All of Quad City's and a portion of the Bank's securities are placed in the
available for sale category as the securities may be liquidated to provide cash
for operating, investing or financing purposes. These securities were reported
at fair value and increased by $500,000, or 1%, to $56.1 million at June 30,
2001, from $55.6 million at June 30, 2000. The amortized cost of such securities
at June 30, 2001 and June 30, 2000 was $55.3 million and $57.2 million,
respectively.

Quad City does not use any financial instruments referred to as derivatives to
manage interest rate risk and as of June 30, 2001 there existed no security in
the investment portfolio (other than U.S. Government and U.S. Government agency
securities) that exceeded 10% of stockholders' equity at that date.

13



Loans. Loans receivable held for investment increased by $46.0 million or 19% to
$287.9 million at June 30, 2001 from $241.9 million at June 30, 2000. The
increase was the result of the origination or purchase of $283.8 million of
commercial business, consumer and real estate loans, less loan charge-offs, net
of recoveries, of $260,000 and loan repayments or sales of loans of $237.5
million.. The majority of residential real estate loans originated by the Bank
were sold on the secondary market to avoid the interest rate risk associated
with long-term fixed rate loans. As of June 30, 2001, the Bank's legal lending
limit was approximately $5.0 million.

Allowance for Loan Losses. The allowance for estimated losses on loans was $4.2
million at June 30, 2001 compared to $3.6 million at June 30, 2000 for an
increase of $600,000 or 17%. The adequacy of the allowance for estimated losses
on loans was determined by management based on factors that included the overall
composition of the loan portfolio, types of loans, past loss experience, loan
delinquencies, potential substandard and doubtful credits, economic conditions
and other factors that, in management's judgment, deserved evaluation in
estimating loan losses. To ensure that an adequate allowance was maintained,
provisions were made based on the increase in loans and a detailed analysis of
the loan portfolio. The loan portfolio was reviewed and analyzed monthly
utilizing the percentage allocation method. In addition, beginning in December
2000, specific reviews were completed on all credits risk-rated less than "fair
quality" and carrying aggregate exposure in excess of $250,000. The adequacy of
the allowance for estimated losses on loans was monitored by the loan review
staff, and reported to management and the Board of Directors.

Net charge-offs for the years ended June 30, 2001 and 2000, were $260,000 and
$330,000 respectively. One measure of the adequacy of the allowance for
estimated losses on loans is the ratio of the allowance to the total loan
portfolio. Provisions were made monthly to ensure that an adequate level was
maintained. The allowance for estimated losses on loans as a percentage of total
loans was 1.48 % at June 30, 2001 and 1.50% at June 30, 2000.

- _REQUEST 1_
List every line of the rows that contains the string "flare", treating uppercase and lowercase as different.
The bank report above and the rows that follow have no connection to each other.

- _PROVIDED DATA_

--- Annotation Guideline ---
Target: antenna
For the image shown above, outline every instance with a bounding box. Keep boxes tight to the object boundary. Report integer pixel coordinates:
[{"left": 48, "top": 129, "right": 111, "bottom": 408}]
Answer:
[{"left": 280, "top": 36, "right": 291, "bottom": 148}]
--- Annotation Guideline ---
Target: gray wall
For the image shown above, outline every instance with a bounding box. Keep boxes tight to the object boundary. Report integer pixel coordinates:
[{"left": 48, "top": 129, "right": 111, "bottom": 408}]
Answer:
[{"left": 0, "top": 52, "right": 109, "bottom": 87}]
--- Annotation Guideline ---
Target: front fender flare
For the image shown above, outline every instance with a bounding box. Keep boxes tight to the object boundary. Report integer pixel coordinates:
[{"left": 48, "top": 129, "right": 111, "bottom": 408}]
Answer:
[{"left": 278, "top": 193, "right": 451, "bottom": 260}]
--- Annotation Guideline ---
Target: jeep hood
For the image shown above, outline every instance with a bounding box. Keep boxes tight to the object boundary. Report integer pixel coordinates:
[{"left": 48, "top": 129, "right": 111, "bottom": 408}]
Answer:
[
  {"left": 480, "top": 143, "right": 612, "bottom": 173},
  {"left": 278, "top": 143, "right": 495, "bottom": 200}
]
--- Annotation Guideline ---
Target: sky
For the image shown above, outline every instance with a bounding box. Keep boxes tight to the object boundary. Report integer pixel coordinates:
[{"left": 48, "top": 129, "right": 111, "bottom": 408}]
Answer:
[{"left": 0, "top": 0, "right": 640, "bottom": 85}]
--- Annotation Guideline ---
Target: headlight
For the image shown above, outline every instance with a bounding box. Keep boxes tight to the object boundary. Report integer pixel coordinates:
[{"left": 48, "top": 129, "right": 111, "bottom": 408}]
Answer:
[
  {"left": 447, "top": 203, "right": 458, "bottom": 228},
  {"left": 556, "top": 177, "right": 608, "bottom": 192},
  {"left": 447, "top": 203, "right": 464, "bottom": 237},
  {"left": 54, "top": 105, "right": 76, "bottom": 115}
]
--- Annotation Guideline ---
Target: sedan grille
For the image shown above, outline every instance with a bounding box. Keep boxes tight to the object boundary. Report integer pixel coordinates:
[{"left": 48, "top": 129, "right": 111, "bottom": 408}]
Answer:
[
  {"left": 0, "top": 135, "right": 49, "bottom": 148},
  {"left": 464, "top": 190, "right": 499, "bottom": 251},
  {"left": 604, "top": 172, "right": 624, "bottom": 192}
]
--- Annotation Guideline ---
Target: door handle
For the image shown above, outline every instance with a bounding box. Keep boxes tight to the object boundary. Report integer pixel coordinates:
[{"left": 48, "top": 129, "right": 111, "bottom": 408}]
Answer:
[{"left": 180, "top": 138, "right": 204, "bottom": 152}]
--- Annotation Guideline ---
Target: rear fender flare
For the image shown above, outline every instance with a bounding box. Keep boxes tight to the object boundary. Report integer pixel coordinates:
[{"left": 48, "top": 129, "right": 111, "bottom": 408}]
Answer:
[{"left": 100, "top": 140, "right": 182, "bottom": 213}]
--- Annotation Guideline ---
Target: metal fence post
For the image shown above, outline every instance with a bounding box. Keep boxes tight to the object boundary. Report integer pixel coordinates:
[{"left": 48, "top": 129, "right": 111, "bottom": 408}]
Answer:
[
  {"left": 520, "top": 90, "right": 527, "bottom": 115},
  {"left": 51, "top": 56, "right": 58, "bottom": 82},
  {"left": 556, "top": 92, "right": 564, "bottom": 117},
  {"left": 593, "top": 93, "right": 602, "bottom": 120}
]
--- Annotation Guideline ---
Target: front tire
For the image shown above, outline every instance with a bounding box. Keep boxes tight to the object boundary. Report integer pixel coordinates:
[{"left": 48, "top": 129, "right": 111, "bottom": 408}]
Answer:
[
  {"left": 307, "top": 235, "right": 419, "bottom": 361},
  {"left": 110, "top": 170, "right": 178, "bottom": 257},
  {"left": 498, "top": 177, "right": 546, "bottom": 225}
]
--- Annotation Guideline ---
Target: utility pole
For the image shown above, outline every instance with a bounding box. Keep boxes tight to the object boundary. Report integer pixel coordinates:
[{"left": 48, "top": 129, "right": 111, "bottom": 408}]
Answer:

- _REQUEST 2_
Quote the bank report word for word, starting at "Quad City does" and ending at "at that date.".

- _FULL OUTPUT 1_
Target: front fender flare
Target: rear fender flare

- _FULL OUTPUT 2_
Quad City does not use any financial instruments referred to as derivatives to
manage interest rate risk and as of June 30, 2001 there existed no security in
the investment portfolio (other than U.S. Government and U.S. Government agency
securities) that exceeded 10% of stockholders' equity at that date.